It’s a shame there’s no football training this week.

I managed to get on my bike but only did 1h of a 1.5h turbo programme as I didn’t have the legs, or the will, to continue. I’m hoping that I can actually get out this weekend for a long-ish ride, only my second of the year.

Football refereeing went okay but I’m not enjoying it as much as I used to. I’m really not that great at it and seem to need to completely rely on the linespeople to flag for offside. I understand the rule but I don’t seem to have the capacity (or haven’t practiced it enough) to watch out for it whilst thinking about everything else that is going on in the game. If it wasn’t for the flags I would probably have called zero offsides in the match. We lost the game but the boys played really well, which seems to be the story of our season.

Media

The kids and I finished off Star Trek: Discovery, which generally improved as the weeks went by. It’s wasn’t the Star Trek that I know and love — I didn’t feel empathy for the characters anywhere near as much as I did in the original series or Next Generation — but it was entertaining. I was disappointed a few episodes in when they started dropping f-bombs and the rating switched from 12 to 15; it was completely unnecessary and out of character with everything that had gone before (no pun intended). On the plus side the show had some good central gay characters and it was great that my boys got to see this represented as being just as ‘normal’ as any other kind of relationship.

Entries shown:
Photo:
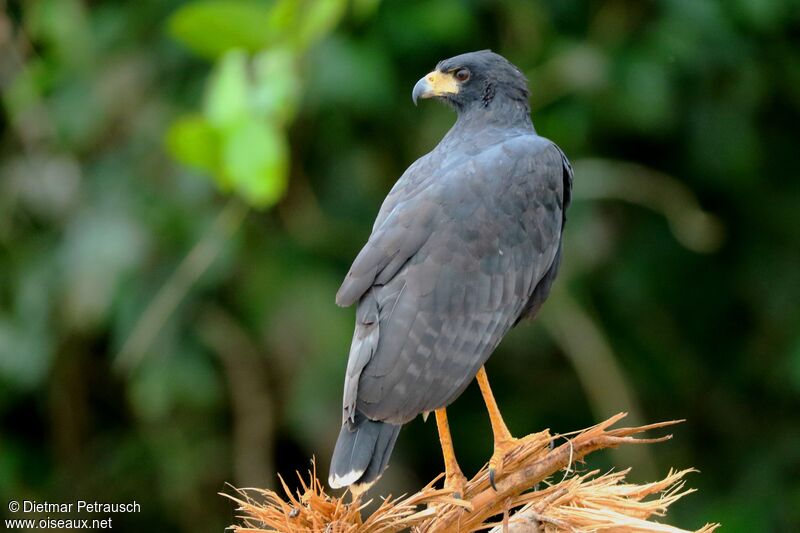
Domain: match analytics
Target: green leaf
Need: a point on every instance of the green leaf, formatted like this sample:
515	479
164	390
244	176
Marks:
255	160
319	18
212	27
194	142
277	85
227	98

...

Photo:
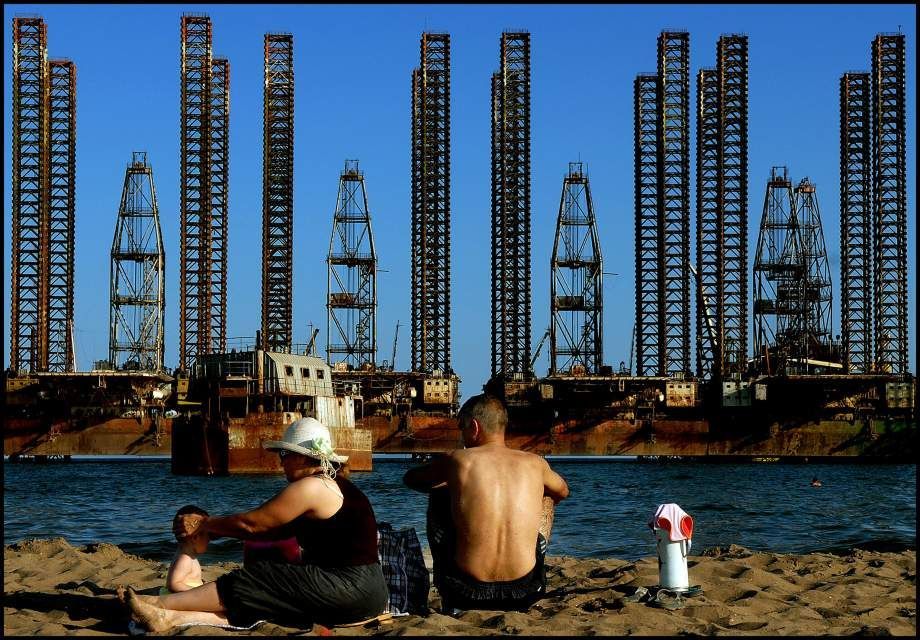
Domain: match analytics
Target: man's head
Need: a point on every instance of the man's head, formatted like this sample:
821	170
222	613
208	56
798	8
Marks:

What to work on:
**A)** Name every Star Trek series that the post refers to.
**B)** Transcribe the part of the post that opens with the words containing "I managed to" and closes with "of our season.".

Solutions in order:
**A)** Star Trek: Discovery, the original series, Next Generation

**B)**
I managed to get on my bike but only did 1h of a 1.5h turbo programme as I didn’t have the legs, or the will, to continue. I’m hoping that I can actually get out this weekend for a long-ish ride, only my second of the year.

Football refereeing went okay but I’m not enjoying it as much as I used to. I’m really not that great at it and seem to need to completely rely on the linespeople to flag for offside. I understand the rule but I don’t seem to have the capacity (or haven’t practiced it enough) to watch out for it whilst thinking about everything else that is going on in the game. If it wasn’t for the flags I would probably have called zero offsides in the match. We lost the game but the boys played really well, which seems to be the story of our season.